TEXTAUSZUG —
::::::::
Fundgrube für Kokolores

06.12.2010
Nach "Prototyp" und "Archetyp" ist "Antityp" der abschließende dritte Teil der Bibel-Trilogie des Comiczeichners Ralf König. Darin persifliert er Paulus von Tarsus, den Missionar des Urchristentums, der bei ihm auf ganzer Linie scheitert.
Adam und Eva hat er schon als die "beiden Strunzendoofen" dargestellt, das war in den Augen mancher sein erster Sündenfall. Danach war Noah an der Reihe, bei Ralf König ein die Verderbnis anprangender Fundamentalist, der Sodom und Gomorrha zutiefst verabscheut und dennoch ganz gern mal dort vorbeischaut. Und nun widmet sich König im abschließenden dritten Teil seiner genialen Bibel-Trilogie persiflierend-karikierend Paulus von Tarsus, dem Missionar des Urchristentums, der allerdings auf ganzer Linie scheitert. Wie immer bei Ralf König gehen auch in "Antityp" Wort- und Bildwitz Hand in Hand.

Als gute alte Bekannte erneut mit von der Partie ist die böse Schlange Luzifer. Sie erweckt im sündigen Saulus den gottesfürchtigen Paulus, der sich fortan durch die Lande "apostelt" und die Botschaft vom auferstandenen Jesus verkündet. Als historische Vorlage dient König die Reise des Paulus von Tarsus in den östlichen Mittelmeerraum, von der seine Korintherbriefe Zeugnis ablegen. Bei König werden daraus die "Briefe an die Kokoloren" – das Neue Testament ist ihm nur mehr Fundgrube von lauter Kokolores. Ob in Lystra, Beröa oder in Athen, überall wird Paulus verlacht. "Klein und vergrätzt" keift, zetert und predigt sich hier ein lustfeindlicher Prophet in Rage – und es ist hochkomisch, wie er gerade an den Knaben liebenden Griechen verzweifelt.

In vielen die Bibel paraphrasierenden oder wörtlich zitierenden Passagen erweist sich König, häufig als "Meister der Knollennasen" unter Wert gepriesen, als exzellenter Kenner der Materie, die er gnadenlos und intelligent durch den Kakao zieht. "Bist Du ein Philosoph?", fragen Paulus die auf Vernunft setzenden Griechen, und er erwidert entsetzt im besten Luther-Deutsch: "Was?! Das sei ferne! Nein!".
::::::::
VORLIEGENDE AUFLISTUNG —
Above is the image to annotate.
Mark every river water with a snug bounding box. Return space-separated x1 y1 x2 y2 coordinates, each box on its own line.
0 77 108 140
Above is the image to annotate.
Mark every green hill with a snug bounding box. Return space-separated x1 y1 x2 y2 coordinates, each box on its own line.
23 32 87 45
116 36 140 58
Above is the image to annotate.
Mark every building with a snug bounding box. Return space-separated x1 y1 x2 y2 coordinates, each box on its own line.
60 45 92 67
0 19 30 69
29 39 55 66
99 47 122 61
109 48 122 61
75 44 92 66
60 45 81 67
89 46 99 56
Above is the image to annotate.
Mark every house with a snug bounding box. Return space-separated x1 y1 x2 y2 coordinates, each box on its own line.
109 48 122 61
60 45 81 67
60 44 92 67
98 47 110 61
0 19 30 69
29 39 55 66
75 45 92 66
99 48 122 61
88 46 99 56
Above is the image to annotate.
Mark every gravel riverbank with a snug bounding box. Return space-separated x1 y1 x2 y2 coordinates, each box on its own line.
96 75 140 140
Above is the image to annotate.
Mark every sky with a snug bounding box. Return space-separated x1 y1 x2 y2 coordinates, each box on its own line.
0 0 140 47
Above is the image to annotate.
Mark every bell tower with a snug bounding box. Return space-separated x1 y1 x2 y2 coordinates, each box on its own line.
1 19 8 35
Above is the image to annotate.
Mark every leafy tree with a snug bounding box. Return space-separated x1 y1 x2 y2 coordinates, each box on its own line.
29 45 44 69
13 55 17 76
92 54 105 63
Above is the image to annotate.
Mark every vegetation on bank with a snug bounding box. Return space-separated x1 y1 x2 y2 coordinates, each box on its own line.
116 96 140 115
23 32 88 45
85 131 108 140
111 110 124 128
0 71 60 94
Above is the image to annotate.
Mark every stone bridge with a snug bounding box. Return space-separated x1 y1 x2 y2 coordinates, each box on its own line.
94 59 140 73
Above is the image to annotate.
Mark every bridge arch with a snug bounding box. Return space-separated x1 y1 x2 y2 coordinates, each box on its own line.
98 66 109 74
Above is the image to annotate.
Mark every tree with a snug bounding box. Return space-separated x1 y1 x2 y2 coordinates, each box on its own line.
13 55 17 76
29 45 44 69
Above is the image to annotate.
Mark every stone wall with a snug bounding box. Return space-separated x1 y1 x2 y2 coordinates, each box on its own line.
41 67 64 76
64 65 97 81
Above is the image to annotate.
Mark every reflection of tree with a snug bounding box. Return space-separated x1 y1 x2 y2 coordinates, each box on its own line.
::::::::
Übersetze aus dem Text über Ralf Königs Bibel-Trilogie den Satz „Ob in Lystra, Beröa oder in Athen, überall wird Paulus verlacht.“ ins Englische.

Whether in Lystra, Beroea or Athens, Paul is laughed at everywhere.